Obiettivo. Trascrivi senza modifiche la parte del brano riportato che va da "La copertina della" fino a "un modello positivo." compreso.

Brano riportato.
= = = =
La copertina della versione Club Editori.

Ecco che la parte fondamentale della storia finisce per ruotare sulle vicende scolastiche, tra professori che si contendono le mogli, proposte di avanzamento di carriera, minacce di sciopero, partite di football, schermaglie tra studenti e professori, litigi familiari fino agli atti di bullismo che arrivano a comprendere veri e propri danneggiamenti alla proprietà privata. Queste vicende, piuttosto che lo squartatore o il cavallo nero, sono le vere protagoniste del romanzo, che si traduce in una rappresentazione metaforica delle difficoltà legate al passaggio tra adolescenza ed età adulta con relative pulsioni di violenza da gestire e incanalare in un modello positivo.
= = = =
Righe.

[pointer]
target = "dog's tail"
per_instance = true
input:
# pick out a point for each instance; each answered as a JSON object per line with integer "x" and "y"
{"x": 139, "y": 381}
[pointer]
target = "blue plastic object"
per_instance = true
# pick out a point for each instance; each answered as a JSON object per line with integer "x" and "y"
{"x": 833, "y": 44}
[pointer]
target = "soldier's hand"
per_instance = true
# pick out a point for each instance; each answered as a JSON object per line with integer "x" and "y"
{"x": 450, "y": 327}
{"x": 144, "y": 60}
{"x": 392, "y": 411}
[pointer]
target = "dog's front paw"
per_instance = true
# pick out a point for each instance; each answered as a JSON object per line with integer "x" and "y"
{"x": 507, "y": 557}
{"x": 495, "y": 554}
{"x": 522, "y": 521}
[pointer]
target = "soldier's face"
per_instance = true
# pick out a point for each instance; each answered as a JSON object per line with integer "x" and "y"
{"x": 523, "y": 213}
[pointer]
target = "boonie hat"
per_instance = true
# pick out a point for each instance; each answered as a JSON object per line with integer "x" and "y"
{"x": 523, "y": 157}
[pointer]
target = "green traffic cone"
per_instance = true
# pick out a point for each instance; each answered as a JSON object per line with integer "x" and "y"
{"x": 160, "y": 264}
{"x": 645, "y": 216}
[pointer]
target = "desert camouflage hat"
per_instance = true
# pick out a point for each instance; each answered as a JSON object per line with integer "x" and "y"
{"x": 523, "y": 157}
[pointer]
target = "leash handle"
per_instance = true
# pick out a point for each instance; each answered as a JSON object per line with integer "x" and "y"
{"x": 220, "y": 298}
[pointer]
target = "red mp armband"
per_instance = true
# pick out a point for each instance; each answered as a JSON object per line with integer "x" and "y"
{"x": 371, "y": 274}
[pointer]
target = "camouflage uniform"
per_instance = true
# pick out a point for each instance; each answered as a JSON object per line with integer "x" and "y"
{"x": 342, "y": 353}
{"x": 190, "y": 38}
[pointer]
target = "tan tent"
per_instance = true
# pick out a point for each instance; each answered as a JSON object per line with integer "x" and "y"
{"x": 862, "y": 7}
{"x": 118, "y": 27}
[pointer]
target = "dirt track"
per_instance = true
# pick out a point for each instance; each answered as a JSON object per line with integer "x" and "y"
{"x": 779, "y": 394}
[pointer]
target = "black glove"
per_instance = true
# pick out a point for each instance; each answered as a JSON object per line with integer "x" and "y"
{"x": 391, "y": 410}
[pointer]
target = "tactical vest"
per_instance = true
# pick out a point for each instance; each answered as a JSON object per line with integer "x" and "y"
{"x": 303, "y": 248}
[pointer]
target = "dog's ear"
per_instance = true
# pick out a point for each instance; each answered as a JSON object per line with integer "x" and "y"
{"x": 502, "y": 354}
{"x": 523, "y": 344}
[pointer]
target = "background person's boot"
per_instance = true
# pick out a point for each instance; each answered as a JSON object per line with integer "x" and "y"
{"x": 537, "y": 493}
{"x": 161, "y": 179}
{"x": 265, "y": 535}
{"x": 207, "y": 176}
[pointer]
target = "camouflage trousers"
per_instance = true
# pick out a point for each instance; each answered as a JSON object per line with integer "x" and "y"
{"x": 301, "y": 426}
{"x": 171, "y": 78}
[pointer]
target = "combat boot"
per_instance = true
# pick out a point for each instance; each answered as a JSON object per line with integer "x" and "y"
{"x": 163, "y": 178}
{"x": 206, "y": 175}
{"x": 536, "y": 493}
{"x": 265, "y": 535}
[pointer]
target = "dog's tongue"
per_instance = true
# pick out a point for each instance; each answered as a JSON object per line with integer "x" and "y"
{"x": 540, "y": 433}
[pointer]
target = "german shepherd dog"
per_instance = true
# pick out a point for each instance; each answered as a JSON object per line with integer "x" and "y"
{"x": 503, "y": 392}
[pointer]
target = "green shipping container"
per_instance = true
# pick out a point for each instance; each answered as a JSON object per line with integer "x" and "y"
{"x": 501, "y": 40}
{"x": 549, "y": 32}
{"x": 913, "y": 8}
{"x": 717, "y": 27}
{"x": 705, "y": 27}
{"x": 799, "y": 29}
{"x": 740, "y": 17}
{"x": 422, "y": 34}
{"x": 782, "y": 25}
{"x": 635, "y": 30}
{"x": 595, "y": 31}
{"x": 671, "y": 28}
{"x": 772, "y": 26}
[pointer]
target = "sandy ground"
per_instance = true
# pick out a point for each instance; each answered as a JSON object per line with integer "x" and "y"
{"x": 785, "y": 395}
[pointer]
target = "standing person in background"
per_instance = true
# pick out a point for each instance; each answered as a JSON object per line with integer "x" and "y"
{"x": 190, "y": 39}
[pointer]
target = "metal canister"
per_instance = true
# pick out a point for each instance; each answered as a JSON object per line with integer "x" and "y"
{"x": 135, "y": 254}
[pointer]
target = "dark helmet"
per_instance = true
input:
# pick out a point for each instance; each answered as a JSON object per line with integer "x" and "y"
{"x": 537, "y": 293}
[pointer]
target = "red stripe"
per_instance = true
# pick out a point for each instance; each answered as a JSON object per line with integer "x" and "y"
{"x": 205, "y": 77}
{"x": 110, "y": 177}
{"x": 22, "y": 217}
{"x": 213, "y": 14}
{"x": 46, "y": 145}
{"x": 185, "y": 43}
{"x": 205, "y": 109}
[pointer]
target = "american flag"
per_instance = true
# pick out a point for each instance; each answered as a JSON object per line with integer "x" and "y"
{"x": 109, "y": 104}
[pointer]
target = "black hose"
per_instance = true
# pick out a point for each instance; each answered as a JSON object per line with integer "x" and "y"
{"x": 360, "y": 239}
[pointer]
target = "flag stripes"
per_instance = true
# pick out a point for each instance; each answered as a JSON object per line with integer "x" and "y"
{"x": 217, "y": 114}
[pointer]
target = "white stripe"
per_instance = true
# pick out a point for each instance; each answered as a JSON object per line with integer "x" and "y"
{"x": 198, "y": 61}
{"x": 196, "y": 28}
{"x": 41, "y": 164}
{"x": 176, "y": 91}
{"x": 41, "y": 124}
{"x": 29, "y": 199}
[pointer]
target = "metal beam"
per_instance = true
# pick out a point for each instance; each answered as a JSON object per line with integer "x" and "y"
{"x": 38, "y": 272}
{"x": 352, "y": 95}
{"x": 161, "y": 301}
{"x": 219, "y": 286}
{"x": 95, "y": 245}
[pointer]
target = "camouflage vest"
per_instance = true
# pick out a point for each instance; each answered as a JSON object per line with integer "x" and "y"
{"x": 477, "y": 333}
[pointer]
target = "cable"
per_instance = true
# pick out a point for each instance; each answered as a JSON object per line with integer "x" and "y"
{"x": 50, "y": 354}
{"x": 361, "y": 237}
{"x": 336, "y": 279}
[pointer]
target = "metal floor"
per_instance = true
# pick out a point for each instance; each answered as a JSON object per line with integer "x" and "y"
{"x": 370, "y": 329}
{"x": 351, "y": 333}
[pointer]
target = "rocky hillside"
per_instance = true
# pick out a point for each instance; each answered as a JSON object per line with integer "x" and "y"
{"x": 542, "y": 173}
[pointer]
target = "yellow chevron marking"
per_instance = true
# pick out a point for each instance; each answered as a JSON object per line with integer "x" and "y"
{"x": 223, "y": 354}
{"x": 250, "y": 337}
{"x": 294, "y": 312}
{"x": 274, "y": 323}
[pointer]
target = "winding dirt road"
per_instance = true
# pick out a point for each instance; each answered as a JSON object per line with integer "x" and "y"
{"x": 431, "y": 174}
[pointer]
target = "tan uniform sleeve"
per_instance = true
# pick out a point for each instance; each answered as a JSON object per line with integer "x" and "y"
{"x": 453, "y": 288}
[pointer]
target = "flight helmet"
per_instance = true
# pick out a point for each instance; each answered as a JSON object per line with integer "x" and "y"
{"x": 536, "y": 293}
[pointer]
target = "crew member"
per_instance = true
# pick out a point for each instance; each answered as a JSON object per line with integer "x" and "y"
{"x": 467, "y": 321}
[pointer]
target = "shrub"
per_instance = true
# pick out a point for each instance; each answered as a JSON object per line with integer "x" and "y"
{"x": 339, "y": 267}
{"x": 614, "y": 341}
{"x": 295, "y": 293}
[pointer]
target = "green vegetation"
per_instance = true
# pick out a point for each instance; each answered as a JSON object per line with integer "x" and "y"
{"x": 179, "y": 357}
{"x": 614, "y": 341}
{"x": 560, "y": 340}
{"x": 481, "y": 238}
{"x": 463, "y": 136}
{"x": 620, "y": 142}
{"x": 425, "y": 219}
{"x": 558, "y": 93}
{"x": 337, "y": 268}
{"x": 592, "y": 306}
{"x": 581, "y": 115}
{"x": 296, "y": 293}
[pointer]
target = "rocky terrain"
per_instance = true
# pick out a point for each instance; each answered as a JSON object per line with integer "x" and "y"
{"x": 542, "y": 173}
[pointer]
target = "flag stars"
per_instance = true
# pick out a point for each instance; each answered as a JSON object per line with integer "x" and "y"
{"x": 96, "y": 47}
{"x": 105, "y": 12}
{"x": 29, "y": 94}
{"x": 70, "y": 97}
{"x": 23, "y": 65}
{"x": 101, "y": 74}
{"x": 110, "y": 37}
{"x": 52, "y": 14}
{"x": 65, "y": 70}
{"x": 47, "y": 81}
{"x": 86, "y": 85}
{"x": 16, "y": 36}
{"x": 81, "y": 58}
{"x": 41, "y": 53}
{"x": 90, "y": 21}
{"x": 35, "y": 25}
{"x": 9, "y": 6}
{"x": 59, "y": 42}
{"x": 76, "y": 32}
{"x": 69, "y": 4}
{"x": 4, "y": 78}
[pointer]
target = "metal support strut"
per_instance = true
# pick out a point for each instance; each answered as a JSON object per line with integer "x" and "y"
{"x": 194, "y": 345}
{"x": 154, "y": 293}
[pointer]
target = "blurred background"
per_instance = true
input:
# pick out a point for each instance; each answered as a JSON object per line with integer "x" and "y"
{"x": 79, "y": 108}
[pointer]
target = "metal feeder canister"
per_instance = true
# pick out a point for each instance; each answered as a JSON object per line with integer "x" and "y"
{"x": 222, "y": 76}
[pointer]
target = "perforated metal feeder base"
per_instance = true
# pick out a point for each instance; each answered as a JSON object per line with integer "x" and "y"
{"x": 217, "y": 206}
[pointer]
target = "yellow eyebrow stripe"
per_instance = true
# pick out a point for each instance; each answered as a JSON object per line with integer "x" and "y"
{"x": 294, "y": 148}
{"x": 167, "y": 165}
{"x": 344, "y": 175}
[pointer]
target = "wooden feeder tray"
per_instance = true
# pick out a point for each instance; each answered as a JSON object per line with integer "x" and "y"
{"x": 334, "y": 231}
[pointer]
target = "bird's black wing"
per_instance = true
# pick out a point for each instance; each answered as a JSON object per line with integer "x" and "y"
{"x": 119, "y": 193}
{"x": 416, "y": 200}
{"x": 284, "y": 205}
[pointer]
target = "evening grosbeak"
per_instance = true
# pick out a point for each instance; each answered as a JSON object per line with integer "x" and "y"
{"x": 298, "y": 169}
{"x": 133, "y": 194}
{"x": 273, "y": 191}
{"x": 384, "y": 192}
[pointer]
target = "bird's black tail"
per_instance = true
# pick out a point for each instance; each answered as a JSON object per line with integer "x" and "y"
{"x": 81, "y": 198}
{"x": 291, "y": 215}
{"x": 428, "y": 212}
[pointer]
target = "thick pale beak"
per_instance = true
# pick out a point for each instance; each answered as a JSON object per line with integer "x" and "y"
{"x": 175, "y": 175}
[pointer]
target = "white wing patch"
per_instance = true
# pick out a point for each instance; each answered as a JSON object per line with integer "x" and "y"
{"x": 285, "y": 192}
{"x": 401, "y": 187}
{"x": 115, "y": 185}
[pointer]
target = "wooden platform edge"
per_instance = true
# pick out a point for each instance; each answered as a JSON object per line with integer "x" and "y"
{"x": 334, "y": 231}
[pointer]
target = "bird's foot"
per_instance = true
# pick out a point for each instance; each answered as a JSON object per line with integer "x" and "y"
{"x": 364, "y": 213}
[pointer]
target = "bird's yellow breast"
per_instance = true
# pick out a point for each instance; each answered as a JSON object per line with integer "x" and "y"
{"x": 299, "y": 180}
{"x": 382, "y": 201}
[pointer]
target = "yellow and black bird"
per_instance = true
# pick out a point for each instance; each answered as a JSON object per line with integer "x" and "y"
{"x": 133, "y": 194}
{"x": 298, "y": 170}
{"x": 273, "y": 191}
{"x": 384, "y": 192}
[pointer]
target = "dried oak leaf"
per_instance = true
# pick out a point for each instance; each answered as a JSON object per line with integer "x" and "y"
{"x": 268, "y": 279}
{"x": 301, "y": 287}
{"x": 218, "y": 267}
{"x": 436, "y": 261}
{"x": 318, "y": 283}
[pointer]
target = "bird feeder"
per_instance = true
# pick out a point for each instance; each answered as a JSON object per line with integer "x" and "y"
= = = =
Spazio risposta.
La copertina della versione Club Editori.

Ecco che la parte fondamentale della storia finisce per ruotare sulle vicende scolastiche, tra professori che si contendono le mogli, proposte di avanzamento di carriera, minacce di sciopero, partite di football, schermaglie tra studenti e professori, litigi familiari fino agli atti di bullismo che arrivano a comprendere veri e propri danneggiamenti alla proprietà privata. Queste vicende, piuttosto che lo squartatore o il cavallo nero, sono le vere protagoniste del romanzo, che si traduce in una rappresentazione metaforica delle difficoltà legate al passaggio tra adolescenza ed età adulta con relative pulsioni di violenza da gestire e incanalare in un modello positivo.